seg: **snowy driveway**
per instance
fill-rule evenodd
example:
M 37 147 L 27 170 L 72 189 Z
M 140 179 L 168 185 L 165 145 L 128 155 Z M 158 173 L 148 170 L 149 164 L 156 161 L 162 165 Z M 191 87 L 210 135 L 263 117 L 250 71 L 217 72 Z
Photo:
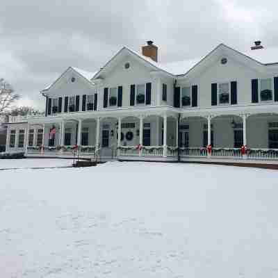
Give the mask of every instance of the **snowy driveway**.
M 108 163 L 0 172 L 0 277 L 278 277 L 278 172 Z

**Task:**
Rewrite the entries above, changing "snowy" to "icy" wherever it appears and leaving everything else as it is. Omit the pictures.

**Solved problem:**
seg: **icy driveway**
per instance
fill-rule evenodd
example:
M 37 147 L 27 170 L 72 189 Z
M 140 179 L 168 185 L 165 145 L 128 155 Z M 158 173 L 148 170 L 149 164 L 156 161 L 162 165 Z M 191 87 L 210 135 L 263 117 L 250 71 L 217 72 Z
Photo:
Give the mask of every instance of the **icy driveway**.
M 108 163 L 0 172 L 0 277 L 278 277 L 278 172 Z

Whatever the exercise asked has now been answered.